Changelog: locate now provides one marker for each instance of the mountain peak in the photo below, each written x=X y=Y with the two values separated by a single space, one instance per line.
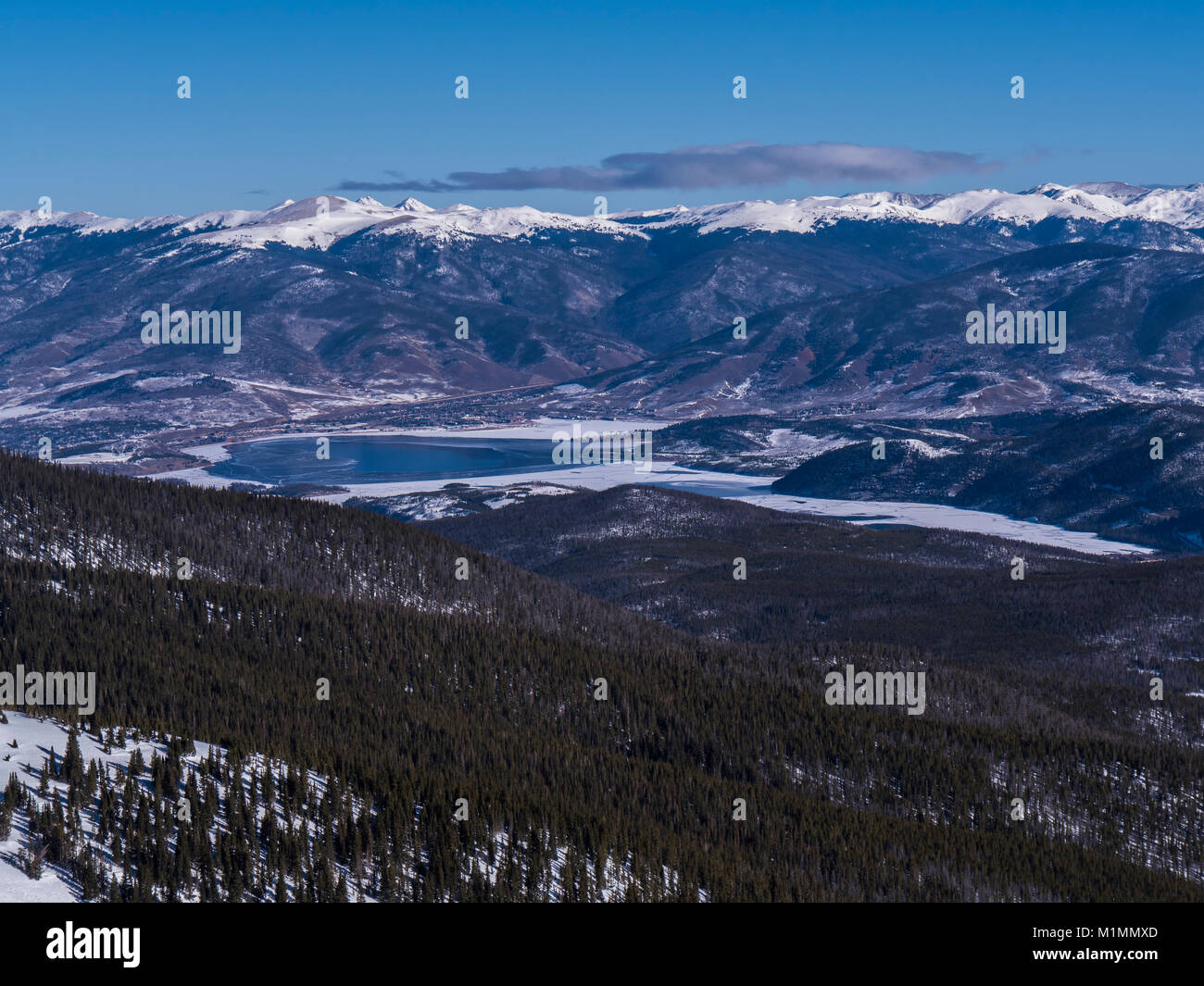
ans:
x=413 y=205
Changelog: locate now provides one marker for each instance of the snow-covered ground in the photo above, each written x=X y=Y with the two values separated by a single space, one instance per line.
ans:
x=25 y=742
x=750 y=489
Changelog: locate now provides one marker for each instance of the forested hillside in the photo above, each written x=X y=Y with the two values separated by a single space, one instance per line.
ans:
x=486 y=690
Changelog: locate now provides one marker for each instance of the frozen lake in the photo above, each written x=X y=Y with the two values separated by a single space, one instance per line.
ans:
x=386 y=465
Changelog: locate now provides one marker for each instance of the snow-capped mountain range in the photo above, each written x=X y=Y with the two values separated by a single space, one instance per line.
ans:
x=356 y=306
x=324 y=219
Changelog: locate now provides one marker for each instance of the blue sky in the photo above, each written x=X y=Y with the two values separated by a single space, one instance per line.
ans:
x=295 y=100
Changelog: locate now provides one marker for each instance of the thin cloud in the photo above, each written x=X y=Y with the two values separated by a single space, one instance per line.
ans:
x=691 y=168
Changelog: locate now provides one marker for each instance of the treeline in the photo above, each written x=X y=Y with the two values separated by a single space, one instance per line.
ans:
x=429 y=705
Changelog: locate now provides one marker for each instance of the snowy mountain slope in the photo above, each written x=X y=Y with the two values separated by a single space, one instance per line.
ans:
x=349 y=306
x=324 y=219
x=28 y=745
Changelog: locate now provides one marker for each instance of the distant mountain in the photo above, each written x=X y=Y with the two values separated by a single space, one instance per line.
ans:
x=854 y=303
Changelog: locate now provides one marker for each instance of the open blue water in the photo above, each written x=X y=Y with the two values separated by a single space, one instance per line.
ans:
x=382 y=459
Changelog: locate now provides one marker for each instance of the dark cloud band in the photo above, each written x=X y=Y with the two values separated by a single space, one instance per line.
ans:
x=690 y=168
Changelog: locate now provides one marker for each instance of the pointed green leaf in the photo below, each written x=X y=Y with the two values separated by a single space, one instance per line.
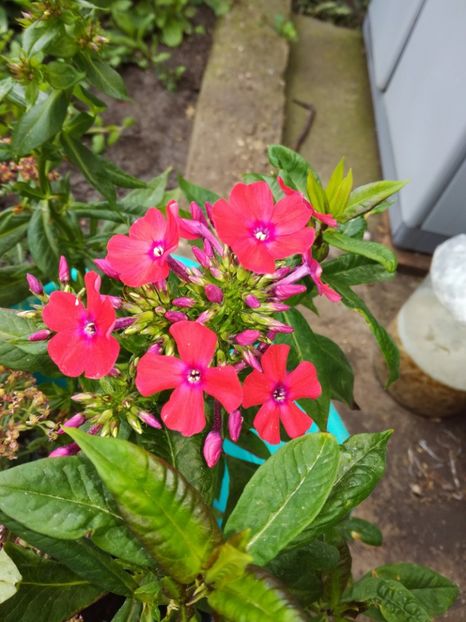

WHAT YOU ARE ASKED TO DO:
Beginning at the line that contains "of the treeline", copy each remaining line of the records exactly, through the final one. Omit the pictures.

PROBLEM SOLUTION:
Changelog: locate now provides one marker for each instance of the treeline in the photo above, each written x=X y=Y with the two values separated by a single space, one instance per line.
ans:
x=429 y=705
Changelog: locate now provides one marker for each instance of the snowy mountain slope in the photo above, each written x=X y=Y with the two values separated by a single space, one instance per line.
ans:
x=349 y=306
x=324 y=219
x=28 y=745
Changelog: locate now provides one marker for each instance of the distant mountain in the photo above, each written x=X y=Y with the two values separated by a single space, one instance per line.
ans:
x=854 y=303
Changelog: locate now provides one marker for each instance of the open blue water in the photo above, each written x=X y=Y with the two values separated by a single space, one instance per line.
ans:
x=382 y=459
Changelog: locate now provides one marker for each instance of the dark cloud band in the photo above, each written x=X y=Y with the two values separated by a single space, one instance per line.
ans:
x=690 y=168
Changelog: locate now provides one marker for each instance of the pointed green leaf in the photo below, each written x=X y=Y with the two values separated by a single space, one instance per line.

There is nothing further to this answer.